Point notes for pictures:
^^^^^^^^

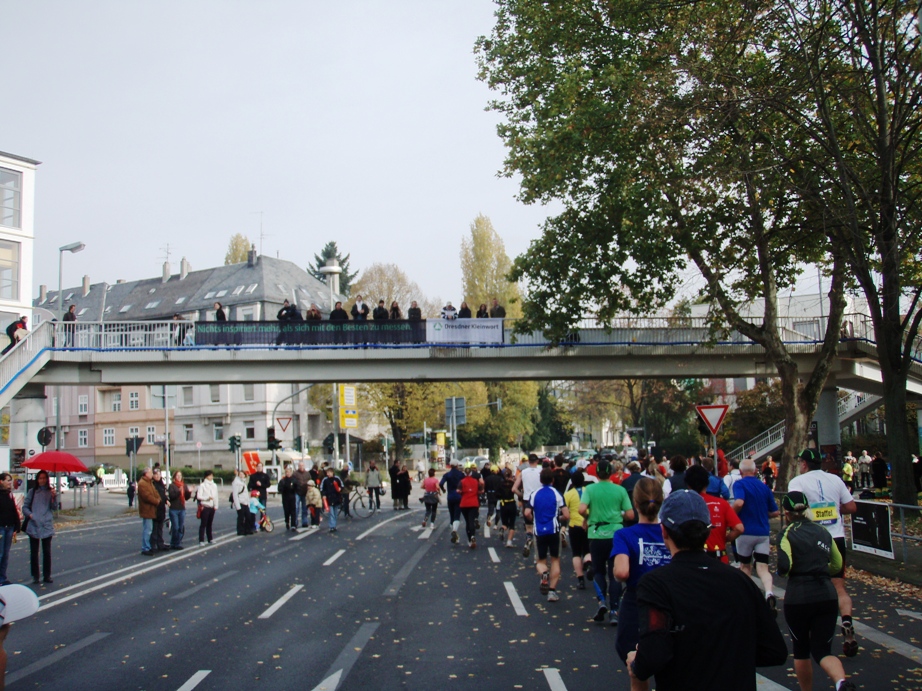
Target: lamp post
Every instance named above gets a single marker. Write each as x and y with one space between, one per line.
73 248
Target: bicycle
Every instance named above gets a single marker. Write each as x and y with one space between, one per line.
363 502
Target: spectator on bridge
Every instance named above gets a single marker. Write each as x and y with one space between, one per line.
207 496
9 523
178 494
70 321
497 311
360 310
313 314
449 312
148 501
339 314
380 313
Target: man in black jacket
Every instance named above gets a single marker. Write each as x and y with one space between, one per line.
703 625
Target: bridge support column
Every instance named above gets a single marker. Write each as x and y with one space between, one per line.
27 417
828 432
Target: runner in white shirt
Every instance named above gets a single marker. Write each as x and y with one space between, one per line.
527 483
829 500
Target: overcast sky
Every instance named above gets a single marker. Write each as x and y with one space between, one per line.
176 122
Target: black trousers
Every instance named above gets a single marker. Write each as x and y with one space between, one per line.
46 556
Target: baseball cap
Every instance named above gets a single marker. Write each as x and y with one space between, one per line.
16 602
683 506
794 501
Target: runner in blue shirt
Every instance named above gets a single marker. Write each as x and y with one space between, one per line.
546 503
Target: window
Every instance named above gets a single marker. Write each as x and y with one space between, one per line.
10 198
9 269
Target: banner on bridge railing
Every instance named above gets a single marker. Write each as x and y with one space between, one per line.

^^^^^^^^

## [Stated task]
Rewrite all of the items above as a JSON list of strings, one string for each line, with blank lines and the pictures left out.

## [Answer in full]
[
  "Target: lamp post",
  "Every instance named above gets a single marker. Write each as x and y with one space between, one per line.",
  "73 248",
  "Target: bicycle",
  "Every instance named above gets a single marker. Write each as x and y with one space between, one per line.",
  "363 502",
  "Target: spectator on bridge",
  "Every instance named above gets a single marker. Write each as x and y with one space between, one per line.",
  "207 496",
  "9 523",
  "178 494",
  "70 321",
  "497 311",
  "360 310",
  "313 314",
  "449 312",
  "148 501",
  "339 314",
  "380 313",
  "Target: man in black jacket",
  "Every instance named above gets a single marker. Write each as x and y with one space between, one per line.",
  "703 625",
  "Target: bridge support column",
  "Every instance named above gets a single marker. Write each as x and y with one space between, one per line.",
  "27 417",
  "828 432",
  "Target: runner in white shirt",
  "Every instance named above gets a single marker. Write each as x and y with one space between, one per line.",
  "527 483",
  "829 500",
  "Target: overcast sky",
  "Every instance named above gets a single marker. Write each as x and y with one space between, one per line.",
  "176 122",
  "Target: black trousers",
  "Every instance named above gets a single marker. Write each as x and y with one space between, one per line.",
  "46 556",
  "Target: baseball cap",
  "Every instance named above gets a single marker. Write each as x and y with one space between, one per line.",
  "16 602",
  "683 506",
  "794 501",
  "Target: runner in blue shirt",
  "Every instance named above gets a single marker. Write each as x and y with one space between, one per line.",
  "546 503",
  "Target: window",
  "Every instance named above gets a single marker. Write each as x and y with one space between, one per line.",
  "10 198",
  "9 269",
  "Target: banner on bridge railing",
  "Every instance named above gets a single marker. Write each as x and y with one space between, one per line."
]